| HOW TO COMPLETE THIS TASK |
Write out each entry below exactly. Do not include the images.

| Point-per-instance localization data |

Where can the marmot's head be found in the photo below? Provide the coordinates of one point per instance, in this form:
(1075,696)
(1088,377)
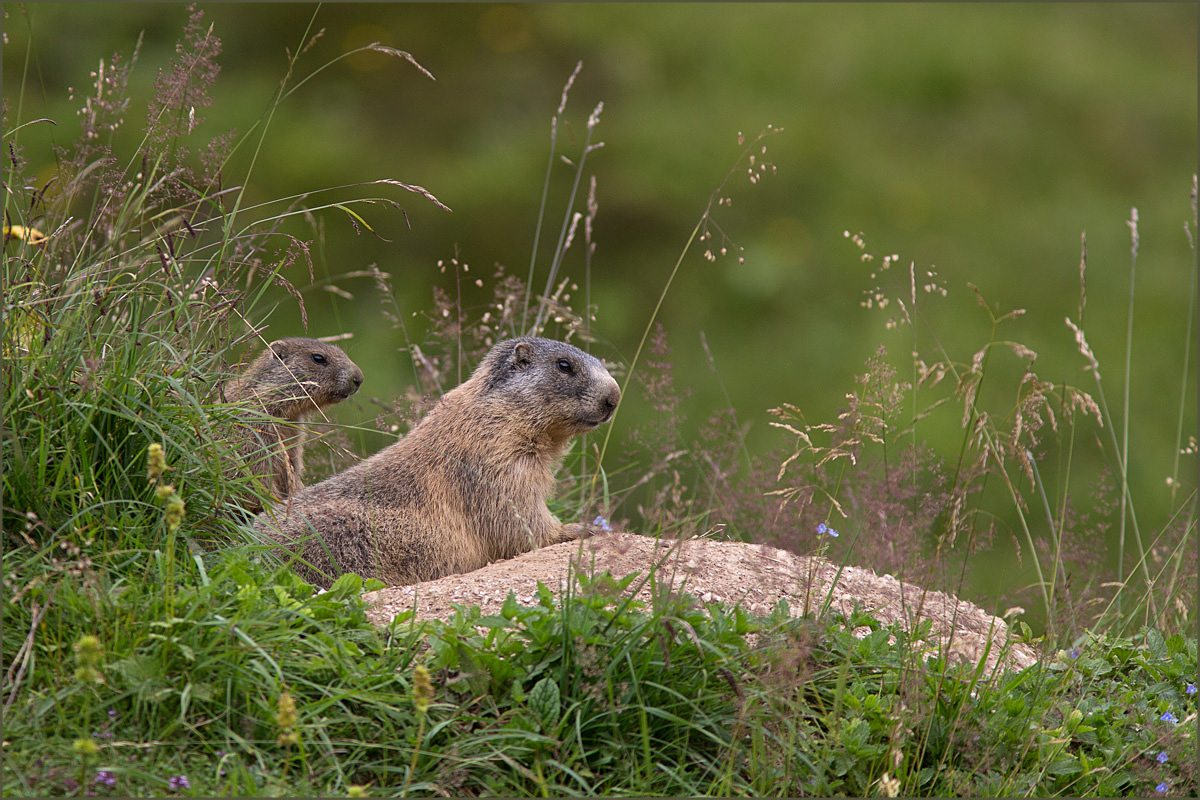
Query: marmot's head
(313,373)
(558,386)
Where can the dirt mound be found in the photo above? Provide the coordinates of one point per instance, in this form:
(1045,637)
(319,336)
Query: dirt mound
(754,576)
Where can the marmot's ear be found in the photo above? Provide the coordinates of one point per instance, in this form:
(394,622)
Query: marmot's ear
(522,354)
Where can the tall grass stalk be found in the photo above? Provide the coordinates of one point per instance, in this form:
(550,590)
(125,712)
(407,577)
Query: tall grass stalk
(701,227)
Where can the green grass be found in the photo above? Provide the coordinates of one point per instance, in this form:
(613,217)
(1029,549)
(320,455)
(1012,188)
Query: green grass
(153,649)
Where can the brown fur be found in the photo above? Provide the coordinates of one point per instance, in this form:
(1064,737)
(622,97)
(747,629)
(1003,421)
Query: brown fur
(291,382)
(467,486)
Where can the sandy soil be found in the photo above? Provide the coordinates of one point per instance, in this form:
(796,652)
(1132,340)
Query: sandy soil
(755,576)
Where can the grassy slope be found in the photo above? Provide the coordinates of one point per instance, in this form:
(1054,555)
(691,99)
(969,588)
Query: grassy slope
(150,649)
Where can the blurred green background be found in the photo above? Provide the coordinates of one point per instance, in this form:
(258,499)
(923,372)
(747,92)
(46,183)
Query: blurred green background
(978,140)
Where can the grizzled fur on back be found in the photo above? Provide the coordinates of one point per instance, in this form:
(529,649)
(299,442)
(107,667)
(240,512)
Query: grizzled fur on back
(467,486)
(291,382)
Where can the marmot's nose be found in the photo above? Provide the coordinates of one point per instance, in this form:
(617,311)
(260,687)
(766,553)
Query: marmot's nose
(610,401)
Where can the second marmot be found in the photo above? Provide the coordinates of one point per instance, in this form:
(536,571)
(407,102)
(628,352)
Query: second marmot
(467,486)
(291,382)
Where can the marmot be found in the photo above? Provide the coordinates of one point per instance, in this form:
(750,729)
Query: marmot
(467,486)
(291,380)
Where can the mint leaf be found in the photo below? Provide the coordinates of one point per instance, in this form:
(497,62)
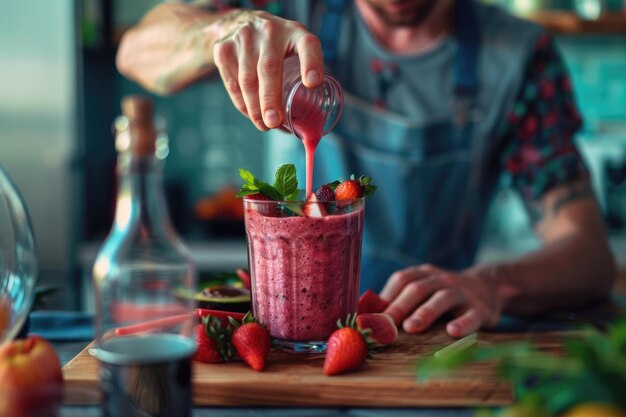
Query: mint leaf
(247,190)
(268,190)
(286,182)
(247,176)
(253,186)
(334,184)
(368,189)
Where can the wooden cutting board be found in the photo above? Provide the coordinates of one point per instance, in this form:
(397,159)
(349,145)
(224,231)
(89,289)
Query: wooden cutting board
(387,380)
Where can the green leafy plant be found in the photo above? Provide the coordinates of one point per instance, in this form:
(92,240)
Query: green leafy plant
(285,186)
(592,369)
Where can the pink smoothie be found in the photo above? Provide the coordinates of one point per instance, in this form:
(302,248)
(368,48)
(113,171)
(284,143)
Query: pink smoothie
(305,272)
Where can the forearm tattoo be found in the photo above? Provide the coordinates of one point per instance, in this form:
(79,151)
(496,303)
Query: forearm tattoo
(539,209)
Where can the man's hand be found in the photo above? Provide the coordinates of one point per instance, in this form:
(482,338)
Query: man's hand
(420,295)
(178,44)
(250,56)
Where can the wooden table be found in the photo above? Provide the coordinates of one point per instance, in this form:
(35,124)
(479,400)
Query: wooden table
(387,380)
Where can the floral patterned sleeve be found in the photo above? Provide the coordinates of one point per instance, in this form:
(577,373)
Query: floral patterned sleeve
(540,152)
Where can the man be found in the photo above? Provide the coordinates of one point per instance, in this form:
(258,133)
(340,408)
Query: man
(442,97)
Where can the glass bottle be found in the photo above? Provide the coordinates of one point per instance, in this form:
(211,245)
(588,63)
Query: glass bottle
(143,322)
(18,260)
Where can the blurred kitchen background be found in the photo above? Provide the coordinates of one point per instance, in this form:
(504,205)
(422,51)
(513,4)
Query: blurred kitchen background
(60,92)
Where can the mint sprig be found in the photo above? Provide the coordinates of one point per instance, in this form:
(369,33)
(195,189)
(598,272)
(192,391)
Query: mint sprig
(285,180)
(285,184)
(592,368)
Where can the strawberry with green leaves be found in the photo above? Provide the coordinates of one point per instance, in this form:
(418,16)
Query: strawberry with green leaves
(213,341)
(353,188)
(252,342)
(346,348)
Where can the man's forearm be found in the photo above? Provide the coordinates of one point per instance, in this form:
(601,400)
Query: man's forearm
(170,47)
(565,273)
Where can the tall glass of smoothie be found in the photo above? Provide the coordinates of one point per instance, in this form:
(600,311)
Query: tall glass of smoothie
(305,262)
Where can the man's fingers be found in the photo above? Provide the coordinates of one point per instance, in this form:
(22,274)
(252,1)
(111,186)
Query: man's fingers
(248,76)
(270,73)
(467,323)
(441,302)
(309,51)
(227,66)
(411,296)
(399,279)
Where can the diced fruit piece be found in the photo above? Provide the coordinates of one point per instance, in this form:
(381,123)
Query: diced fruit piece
(313,208)
(346,349)
(325,194)
(370,302)
(349,190)
(252,342)
(383,329)
(213,341)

| EXERCISE RESULT |
Where can the marmot's head be found in the photo below? Provide the coordinates of one point per instance, in this form:
(1075,696)
(1088,377)
Query: marmot's head
(313,373)
(558,386)
Where can the dirt mound be found in the photo above? Provide the coordinates of one point per instance, in this form:
(1045,637)
(319,336)
Query: dirt mound
(754,576)
Where can the marmot's ear be found in the photo above? Provide the coordinates of one point per instance, in this form:
(394,622)
Query: marmot's ear
(522,354)
Where can the tall grass stalk be found in the photo above? Provide the coordinates of one point per instance, in this form:
(550,590)
(125,712)
(407,577)
Query: tall grass stalk
(701,227)
Where can the green grass be found in the photo above? Provide the coordinates of one point per instance, in this form:
(613,217)
(1029,549)
(320,455)
(1012,188)
Query: green grass
(153,649)
Where can the brown fur be found in the photo above? Provide the coordinates of one point per instance, in this form:
(1064,737)
(622,97)
(747,629)
(1003,421)
Query: brown fur
(291,382)
(467,486)
Where can the sandy soil be found in the photo above? Provide the coordinates of one point per instance, in this form:
(796,652)
(1132,340)
Query: sandy soil
(755,576)
Where can the grassy slope be found in the photo above? Provide the coordinates of one point per instance, in this form:
(1054,555)
(691,99)
(969,588)
Query: grassy slope
(150,649)
Where can the blurred green background be found in the photo above? Provide the coordinates of one point per instance, in this form:
(258,499)
(923,372)
(747,92)
(46,183)
Query: blurred green background
(978,140)
Where can the grizzled fur on back be found in the photo above? Provide the coordinates of one point per instance, in this form:
(529,649)
(299,442)
(107,667)
(240,512)
Query: grizzled fur on back
(467,486)
(291,382)
Where can the marmot's nose be found in the photo above? Provide the coordinates of one point per instance, in this form:
(617,311)
(260,687)
(766,553)
Query: marmot's nose
(610,401)
Where can the second marmot be found in the photo above? Provide the coordinates of one point per instance, in this form:
(536,571)
(407,102)
(628,352)
Query: second marmot
(467,486)
(291,382)
Where can the marmot be found in the photo above? Provide the coordinates of one point per instance, in this form:
(750,729)
Query: marmot
(467,486)
(291,380)
Where can the mint leaf be found in the photo below? Provide the coordinates of one point per instance, in this form:
(497,62)
Query: mint leaf
(247,190)
(268,190)
(286,182)
(247,176)
(253,186)
(334,184)
(368,189)
Where can the wooden cutting board be found in the photo above? Provide the coordinates of one point per instance, in this form:
(397,159)
(349,145)
(224,231)
(89,289)
Query: wooden cutting board
(387,380)
Where can the green leafy plant be found in the photo above? Provide the coordinates of one point per instance, in this form:
(92,240)
Query: green leafy plant
(285,186)
(592,369)
Where can the pink smoothie be found in the photo above? Provide the coordinates of one point per instance, in this form:
(302,248)
(368,48)
(113,171)
(284,143)
Query: pink smoothie
(305,272)
Where can the forearm tattoo be found in the photo above? Provide the coordinates of one point per instance, in this form:
(79,151)
(496,303)
Query: forearm tattoo
(539,209)
Where can the man's hand be found in the photo above? Provide the coordinates of one point per instance, in this form:
(482,338)
Query: man's hand
(420,295)
(178,44)
(250,56)
Where can the wooden table be found in the photo above? Provide the coordinates of one point per instance, in this form:
(35,124)
(479,400)
Query: wooden table
(387,380)
Where can the floral patterned sleeve be found in the photo above? Provide the coordinates of one point per instance, in this form:
(577,373)
Query: floral patterned sleeve
(540,152)
Where can the man be found in the photo above? Provide the coordinates of one point per instance, in this form:
(258,133)
(340,408)
Query: man
(442,97)
Where can the glass bottle be found in the photo above? Provide the coordinates of one point per instance, in this form:
(211,245)
(588,63)
Query: glass bottle
(143,322)
(18,260)
Where can the blurred kitchen background be found in the photo above? Provide the coordinates of one point per instance, in this form:
(504,205)
(422,51)
(513,4)
Query: blurred kitchen background
(60,92)
Where can the mint sprig be found in the photo above? Provide the coordinates of one point per instance, in this form:
(369,33)
(195,189)
(598,272)
(192,391)
Query: mint sprig
(285,180)
(285,184)
(592,368)
Where can the strawberry with green leaves be found in the photo above? Provide the coordinates of one point per instance, in this form:
(418,16)
Query: strawberry with green leaves
(213,341)
(353,188)
(252,342)
(346,348)
Where can the man's forearm be found in the photo above? Provide the coordinates of one point per instance, in this form:
(601,400)
Query: man's forearm
(170,47)
(565,273)
Where can the tall glass of smoothie be found in the photo above? Provide the coordinates of one point per instance, in this form:
(600,311)
Query: tall glass of smoothie
(305,262)
Where can the man's fingers be found in the photo above? Provide the coordinates of one point per instance, in this form:
(22,274)
(252,1)
(111,186)
Query: man's fingers
(248,76)
(270,73)
(467,323)
(441,302)
(309,51)
(227,66)
(411,296)
(399,279)
Where can the diced fruit piece be found in the photo above? Provide the coordinates of one point per instance, in this form:
(381,123)
Query: diced fruit piece
(313,208)
(346,349)
(325,194)
(370,302)
(349,190)
(252,342)
(383,329)
(213,341)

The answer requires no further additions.